> Le problème:
Recopiez mot pour mot, dans l'extrait sur le renvoi du ministre brésilien de la Santé, tout ce qui va de « Planète Coronavirus. Tous » jusqu'à « de la Santé. ».

> Extrait:
◇ ◇ ◇ ◇

Planète Coronavirus. Tous les jours, des nouvelles du monde à l’heure de la pandémie. Ce vendredi 17 avril, nous sommes au Brésil, où le président Bolsonaro vient de limoger son ministre de la Santé.

Article rédigé par Isabelle Labeyrie
Radio France
Publié Mis à jour
Temps de lecture : 3min
Le président du Brésil Jair Bolsonaro (gauche) et son ministre de la Santé Luiz Henrique Mandetta (droite), le 18 mars 2020. Avant le limogeage de ce dernier le 16 avril. (JOEDSON ALVES / EFE)

Un président qui en pleine épidémie de Covid-19 limoge son ministre de la Santé, c’est un coup de tonnerre... Même si au Brésil, l’annonce ne surprend personne. Car depuis deux mois, ils n’étaient d’accord sur rien.

D’un côté, le ministre : Luiz Henrique Mandetta. Un scientifique, ancien médecin, partisan d’un confinement strict, quinquagénaire volontaire à la voix posée, qui ne craint pas d’annoncer aux 210 millions de Brésiliens que les temps qui s’annoncent seront "extrêmement durs". Son objectif : sauver des vies.

De l’autre, le président : Jair Bolsonaro, coronasceptique assumé, pour qui le Covid-19 est une "petite grippe" qui passera grâce une journée de jeûne religieux national. Un homme politique d’extrême droite aux déclarations caricaturales, qui se met en scène à la rencontre des Brésiliens, et qui, lors d’un bain de foule, s’essuie le nez avec la main avant de serrer celles de ses admirateurs. Un président qui veut surtout remettre tout le monde au travail, le plus vite possible, pour préserver l’économie. "Un cas extrême de négation du problème", disent les analystes politiques brésiliens.

Élimination d’un rival politique

Malgré les désaveux multiples depuis le début de la crise, le ministre n’a jamais voulu lâcher... Répétant qu' "un médecin n’abandonne pas son patient". C’est donc le président qui a fini par le remercier. Mais en se débarrassant de son ministre de la santé, Jair Bolsonoro élimine surtout un rival politique, un rebelle qui lui faisait un peu trop d’ombre. Car avec 76% d’opinions favorables selon l’institut Datafohla, le ministre était devenu deux fois plus populaire que son président. Jamais les Brésiliens n’ont autant désapprouvé l’action de Jair Bolsonaro depuis son arrivée au pouvoir en janvier 2019.

Ce jeudi 16 avril, après l’annonce de ce limogeage, de multiples concerts de casseroles ont spontanément résonné dans les grandes villes du pays en signe de protestation.

Un limogeage qui arrive au pire moment

Le plus grand pays d'Amérique latine, le plus touché aussi par le coronavirus, voit arriver une vague alarmante de contaminations, au moment où les hôpitaux sont déjà quasiment saturés.

D’après un collectif de chercheurs, le groupe Covid-19 Brasil, le nombre de cas de coronavirus serait en effet quinze fois plus élevé que les chiffres officiels. 300 000 personnes seraient infectées, et pas 20 000 comme le disent les autorités.

Le successeur du ministre débarqué, l'oncologue Nelson Teich, soutenu par l'Association Médicale du Brésil, est à la fois un fidèle de Bolsonaro et un professionnel de santé reconnu qui plaide lui aussi pour un confinement des plus stricts. Il va devoir réussir, dans les semaines qui viennent, un difficile numéro d’équilibre.

◇ ◇ ◇ ◇

> Données:
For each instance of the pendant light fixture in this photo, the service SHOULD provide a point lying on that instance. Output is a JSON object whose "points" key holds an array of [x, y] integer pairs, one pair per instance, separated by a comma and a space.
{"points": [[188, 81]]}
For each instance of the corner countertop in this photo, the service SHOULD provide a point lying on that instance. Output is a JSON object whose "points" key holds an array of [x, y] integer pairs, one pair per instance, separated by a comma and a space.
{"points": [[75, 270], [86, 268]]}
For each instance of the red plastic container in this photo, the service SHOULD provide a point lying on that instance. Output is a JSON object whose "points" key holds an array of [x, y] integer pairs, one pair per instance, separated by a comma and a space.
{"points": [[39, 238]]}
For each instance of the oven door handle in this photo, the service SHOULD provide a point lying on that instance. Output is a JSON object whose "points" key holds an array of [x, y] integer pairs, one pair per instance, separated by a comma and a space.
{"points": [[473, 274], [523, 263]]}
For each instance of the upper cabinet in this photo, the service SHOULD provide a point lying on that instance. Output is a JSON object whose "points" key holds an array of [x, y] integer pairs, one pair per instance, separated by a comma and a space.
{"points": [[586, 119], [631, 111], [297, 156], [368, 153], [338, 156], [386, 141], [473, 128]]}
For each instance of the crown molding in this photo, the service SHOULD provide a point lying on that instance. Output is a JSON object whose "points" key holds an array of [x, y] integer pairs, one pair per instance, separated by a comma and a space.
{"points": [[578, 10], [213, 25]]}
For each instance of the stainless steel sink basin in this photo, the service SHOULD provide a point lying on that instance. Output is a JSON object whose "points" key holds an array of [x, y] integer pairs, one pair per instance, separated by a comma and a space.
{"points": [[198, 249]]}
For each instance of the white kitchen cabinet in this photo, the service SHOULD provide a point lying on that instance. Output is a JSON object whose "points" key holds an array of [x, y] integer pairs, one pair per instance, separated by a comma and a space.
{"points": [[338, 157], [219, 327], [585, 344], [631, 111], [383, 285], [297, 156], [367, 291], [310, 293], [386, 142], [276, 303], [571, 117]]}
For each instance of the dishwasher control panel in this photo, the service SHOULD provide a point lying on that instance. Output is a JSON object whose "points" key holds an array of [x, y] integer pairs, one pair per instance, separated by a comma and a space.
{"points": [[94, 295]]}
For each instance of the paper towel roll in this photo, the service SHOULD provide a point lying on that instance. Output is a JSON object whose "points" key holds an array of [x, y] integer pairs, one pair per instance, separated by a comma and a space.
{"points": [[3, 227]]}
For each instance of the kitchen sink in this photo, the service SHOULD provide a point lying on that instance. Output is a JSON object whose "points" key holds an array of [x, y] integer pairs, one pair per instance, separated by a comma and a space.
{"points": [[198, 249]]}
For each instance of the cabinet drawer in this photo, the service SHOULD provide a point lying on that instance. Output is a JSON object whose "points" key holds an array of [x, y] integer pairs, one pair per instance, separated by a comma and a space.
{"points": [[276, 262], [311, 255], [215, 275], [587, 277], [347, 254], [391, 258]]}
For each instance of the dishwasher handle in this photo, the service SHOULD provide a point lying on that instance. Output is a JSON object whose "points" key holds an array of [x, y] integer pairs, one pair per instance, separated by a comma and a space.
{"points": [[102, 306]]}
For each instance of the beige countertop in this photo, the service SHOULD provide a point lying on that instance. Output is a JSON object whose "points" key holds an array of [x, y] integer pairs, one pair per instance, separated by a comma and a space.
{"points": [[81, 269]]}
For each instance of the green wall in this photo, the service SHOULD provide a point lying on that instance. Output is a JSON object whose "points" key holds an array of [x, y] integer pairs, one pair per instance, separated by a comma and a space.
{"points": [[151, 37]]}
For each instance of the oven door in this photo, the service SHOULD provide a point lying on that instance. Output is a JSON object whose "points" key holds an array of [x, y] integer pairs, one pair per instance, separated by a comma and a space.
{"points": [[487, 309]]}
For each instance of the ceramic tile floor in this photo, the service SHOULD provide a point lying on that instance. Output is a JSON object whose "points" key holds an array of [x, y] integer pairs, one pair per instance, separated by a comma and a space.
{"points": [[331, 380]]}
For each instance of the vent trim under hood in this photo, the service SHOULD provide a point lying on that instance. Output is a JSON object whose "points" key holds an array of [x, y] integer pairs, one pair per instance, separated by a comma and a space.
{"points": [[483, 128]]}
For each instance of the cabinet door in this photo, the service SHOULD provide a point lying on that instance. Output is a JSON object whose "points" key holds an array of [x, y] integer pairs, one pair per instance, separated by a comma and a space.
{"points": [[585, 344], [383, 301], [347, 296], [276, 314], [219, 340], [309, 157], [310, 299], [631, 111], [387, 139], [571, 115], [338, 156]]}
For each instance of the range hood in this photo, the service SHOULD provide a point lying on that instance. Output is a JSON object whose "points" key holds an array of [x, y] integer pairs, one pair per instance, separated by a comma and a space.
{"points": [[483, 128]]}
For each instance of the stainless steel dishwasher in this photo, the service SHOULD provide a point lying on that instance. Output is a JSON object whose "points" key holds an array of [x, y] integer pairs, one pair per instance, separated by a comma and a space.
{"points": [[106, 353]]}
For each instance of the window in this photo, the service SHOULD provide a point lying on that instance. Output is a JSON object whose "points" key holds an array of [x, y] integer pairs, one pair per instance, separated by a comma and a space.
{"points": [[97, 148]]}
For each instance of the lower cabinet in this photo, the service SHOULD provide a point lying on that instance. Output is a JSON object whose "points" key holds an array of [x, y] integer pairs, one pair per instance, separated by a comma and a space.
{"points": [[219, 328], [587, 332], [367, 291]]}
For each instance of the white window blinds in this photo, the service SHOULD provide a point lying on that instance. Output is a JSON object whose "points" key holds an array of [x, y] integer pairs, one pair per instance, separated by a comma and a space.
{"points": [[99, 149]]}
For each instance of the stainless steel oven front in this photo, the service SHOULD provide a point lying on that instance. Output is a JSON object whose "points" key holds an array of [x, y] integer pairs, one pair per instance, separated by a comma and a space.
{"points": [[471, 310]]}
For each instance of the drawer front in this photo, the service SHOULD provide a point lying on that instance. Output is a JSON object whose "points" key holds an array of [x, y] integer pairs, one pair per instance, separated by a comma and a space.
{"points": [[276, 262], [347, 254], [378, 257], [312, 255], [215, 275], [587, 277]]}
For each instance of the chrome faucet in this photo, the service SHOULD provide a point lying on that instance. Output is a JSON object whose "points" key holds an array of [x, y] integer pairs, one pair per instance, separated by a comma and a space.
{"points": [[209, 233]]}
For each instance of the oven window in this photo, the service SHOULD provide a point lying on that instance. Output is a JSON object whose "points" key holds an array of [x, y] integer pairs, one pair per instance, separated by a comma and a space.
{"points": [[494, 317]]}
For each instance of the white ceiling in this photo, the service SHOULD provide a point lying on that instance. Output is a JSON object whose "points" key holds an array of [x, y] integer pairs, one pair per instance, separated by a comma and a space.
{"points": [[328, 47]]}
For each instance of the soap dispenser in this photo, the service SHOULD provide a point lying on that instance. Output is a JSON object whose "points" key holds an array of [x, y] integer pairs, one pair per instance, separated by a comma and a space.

◇ ◇ ◇ ◇

> Réponse:
Planète Coronavirus. Tous les jours, des nouvelles du monde à l’heure de la pandémie. Ce vendredi 17 avril, nous sommes au Brésil, où le président Bolsonaro vient de limoger son ministre de la Santé.